Çıkarılan Metin:
= = = =

Demiray ORAL
Pişmanım.
Açlık grevleri hususunda medyadaki suskunluğa keşke laf etmeseydik.
Keşke sürseymiş bu “suskunluk grevi”.
Hadi bakalım, medya konuşuyor artık mevzuu. Önce “yaşam hakkı”, “hayat kutsaldır” kabilinden birkaç “insanlık klişesi” fışkırtılıp ardından sadede geliniyor.
Ölüm riskine meydan verilirse, devlet psikolojik mevzi kaybeder(miş).
Bu nedenle cezaevlerindekiler gerektiğinde zor kullanarak tedavi altına alınmalılar(mış).
Öcalan keyif adasında keyif çatarken cezaevindeki Kürtler ölüme yollanıyor(muş).
Asıl beş yıldızlı otellerde takılan BDP’liler ve Öcalan’ın kardeşleri açlık grevi yapsınlar(mış).
Bu minvalde her türlü yüksek fikir itinayla açıklandıktan sonra da, “açlık grevlerinin bir an önce bitirilmesi temennisi” ile vicdanlar temize çekilip “mutlu son” yapılıyor. Sen sağ, birileri selamet...

= = = =

Alıntılanan Veriler:

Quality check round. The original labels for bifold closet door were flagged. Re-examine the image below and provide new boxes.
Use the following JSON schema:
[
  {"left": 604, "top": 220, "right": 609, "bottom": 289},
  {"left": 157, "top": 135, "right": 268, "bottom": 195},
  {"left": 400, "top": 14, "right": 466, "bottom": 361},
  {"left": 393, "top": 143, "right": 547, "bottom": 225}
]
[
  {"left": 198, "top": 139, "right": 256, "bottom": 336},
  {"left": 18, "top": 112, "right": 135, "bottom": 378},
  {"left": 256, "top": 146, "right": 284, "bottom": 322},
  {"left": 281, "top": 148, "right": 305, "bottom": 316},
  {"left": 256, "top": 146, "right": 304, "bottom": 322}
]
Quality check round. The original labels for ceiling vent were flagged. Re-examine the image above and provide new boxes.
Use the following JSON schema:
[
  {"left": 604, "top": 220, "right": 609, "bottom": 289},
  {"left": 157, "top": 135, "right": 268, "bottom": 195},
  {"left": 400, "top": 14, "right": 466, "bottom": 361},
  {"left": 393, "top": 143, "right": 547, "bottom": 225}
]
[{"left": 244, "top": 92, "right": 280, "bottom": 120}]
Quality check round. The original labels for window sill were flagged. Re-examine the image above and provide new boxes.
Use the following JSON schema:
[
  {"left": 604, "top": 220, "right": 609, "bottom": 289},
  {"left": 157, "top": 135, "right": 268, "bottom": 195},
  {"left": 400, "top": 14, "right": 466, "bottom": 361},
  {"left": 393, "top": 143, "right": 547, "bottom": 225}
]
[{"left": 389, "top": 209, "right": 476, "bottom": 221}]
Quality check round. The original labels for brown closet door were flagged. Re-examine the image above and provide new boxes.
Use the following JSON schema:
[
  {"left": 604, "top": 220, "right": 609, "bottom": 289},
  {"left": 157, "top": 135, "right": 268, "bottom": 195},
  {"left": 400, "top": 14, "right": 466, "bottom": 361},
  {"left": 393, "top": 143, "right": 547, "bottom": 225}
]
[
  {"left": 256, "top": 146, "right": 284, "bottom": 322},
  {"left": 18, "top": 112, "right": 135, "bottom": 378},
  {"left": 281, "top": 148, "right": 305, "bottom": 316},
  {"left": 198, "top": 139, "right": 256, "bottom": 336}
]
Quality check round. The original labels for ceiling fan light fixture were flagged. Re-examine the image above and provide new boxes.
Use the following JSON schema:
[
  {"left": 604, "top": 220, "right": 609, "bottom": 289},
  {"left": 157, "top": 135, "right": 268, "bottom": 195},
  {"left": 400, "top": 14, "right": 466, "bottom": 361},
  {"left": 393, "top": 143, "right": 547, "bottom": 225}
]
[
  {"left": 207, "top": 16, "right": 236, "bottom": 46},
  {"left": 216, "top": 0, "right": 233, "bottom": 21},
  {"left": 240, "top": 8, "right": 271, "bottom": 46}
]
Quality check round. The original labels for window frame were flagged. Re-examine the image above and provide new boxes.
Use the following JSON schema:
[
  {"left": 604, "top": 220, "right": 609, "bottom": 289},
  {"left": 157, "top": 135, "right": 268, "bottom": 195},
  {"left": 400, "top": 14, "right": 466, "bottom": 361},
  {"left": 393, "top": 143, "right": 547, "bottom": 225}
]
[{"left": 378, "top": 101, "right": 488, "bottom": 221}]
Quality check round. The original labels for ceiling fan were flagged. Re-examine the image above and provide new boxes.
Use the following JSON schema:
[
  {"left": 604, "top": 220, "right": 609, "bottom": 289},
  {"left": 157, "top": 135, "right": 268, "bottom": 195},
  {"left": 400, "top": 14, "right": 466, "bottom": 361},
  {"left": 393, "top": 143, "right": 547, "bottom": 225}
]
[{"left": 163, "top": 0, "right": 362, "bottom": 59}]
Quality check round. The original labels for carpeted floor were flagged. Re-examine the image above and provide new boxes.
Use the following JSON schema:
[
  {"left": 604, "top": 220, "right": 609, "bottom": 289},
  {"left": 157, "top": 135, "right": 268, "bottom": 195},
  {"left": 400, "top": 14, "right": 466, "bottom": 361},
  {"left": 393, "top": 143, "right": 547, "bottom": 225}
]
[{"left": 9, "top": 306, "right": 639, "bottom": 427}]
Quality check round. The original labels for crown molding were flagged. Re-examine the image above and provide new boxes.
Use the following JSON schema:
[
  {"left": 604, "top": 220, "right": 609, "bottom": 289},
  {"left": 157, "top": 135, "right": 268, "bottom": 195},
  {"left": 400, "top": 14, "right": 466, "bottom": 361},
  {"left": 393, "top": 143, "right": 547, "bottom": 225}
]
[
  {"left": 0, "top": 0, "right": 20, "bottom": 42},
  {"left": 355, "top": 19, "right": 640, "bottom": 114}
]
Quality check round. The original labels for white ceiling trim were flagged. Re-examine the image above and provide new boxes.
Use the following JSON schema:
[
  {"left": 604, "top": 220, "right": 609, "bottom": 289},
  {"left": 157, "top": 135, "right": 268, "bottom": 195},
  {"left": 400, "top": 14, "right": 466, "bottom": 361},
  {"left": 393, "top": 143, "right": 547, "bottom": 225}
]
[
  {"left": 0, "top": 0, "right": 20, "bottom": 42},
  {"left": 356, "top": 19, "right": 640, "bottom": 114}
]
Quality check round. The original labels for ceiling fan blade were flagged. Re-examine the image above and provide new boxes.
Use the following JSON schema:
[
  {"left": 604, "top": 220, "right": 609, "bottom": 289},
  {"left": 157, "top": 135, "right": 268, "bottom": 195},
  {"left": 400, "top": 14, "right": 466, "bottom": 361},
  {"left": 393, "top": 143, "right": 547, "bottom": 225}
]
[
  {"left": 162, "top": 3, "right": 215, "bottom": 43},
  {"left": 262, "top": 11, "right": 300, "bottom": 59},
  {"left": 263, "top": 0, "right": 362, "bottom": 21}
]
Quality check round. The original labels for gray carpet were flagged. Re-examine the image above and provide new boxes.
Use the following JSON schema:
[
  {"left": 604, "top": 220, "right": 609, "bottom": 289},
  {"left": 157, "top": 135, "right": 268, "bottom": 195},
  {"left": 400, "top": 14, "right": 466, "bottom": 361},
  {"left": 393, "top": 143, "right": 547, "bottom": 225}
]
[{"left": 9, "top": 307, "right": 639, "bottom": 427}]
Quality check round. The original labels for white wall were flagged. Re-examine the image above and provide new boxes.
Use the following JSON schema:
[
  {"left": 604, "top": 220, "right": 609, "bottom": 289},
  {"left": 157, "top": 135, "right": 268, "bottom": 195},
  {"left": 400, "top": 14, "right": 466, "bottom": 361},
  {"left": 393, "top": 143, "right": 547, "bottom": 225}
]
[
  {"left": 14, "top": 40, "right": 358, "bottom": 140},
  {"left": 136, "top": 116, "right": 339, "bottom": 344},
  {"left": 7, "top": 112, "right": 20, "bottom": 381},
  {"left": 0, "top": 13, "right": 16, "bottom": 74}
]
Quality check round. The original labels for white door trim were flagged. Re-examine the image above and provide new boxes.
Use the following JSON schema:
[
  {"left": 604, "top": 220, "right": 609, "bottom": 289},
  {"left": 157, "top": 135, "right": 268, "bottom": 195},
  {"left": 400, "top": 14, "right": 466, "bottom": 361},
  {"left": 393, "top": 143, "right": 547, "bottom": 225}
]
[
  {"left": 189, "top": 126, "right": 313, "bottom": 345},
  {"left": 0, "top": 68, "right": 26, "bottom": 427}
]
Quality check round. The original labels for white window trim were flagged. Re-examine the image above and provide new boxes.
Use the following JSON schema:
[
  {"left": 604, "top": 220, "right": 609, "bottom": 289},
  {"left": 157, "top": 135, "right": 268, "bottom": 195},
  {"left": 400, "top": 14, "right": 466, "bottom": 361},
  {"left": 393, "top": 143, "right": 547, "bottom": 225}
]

= = = =

Sorulan Problem 1:
Açlık grevleri yazısında içinde "Öcalan keyif adasında" geçen sözlerle açılıp "açlık grevi yapsınlar(mış)." ile kapanan bölümü hiçbir değişiklik yapmadan yeniden yazın.
Sorulan Problem 2:
Açlık grevleri yazısına göre medyada, ölüm riskine meydan verilirse devletin ne kaybedeceği söyleniyor?

Ayrıntılı Çözüm 1:
Öcalan keyif adasında keyif çatarken cezaevindeki Kürtler ölüme yollanıyor(muş).
Asıl beş yıldızlı otellerde takılan BDP’liler ve Öcalan’ın kardeşleri açlık grevi yapsınlar(mış).

Ayrıntılı Çözüm 2:
Devletin psikolojik mevzi kaybedeceği söyleniyor.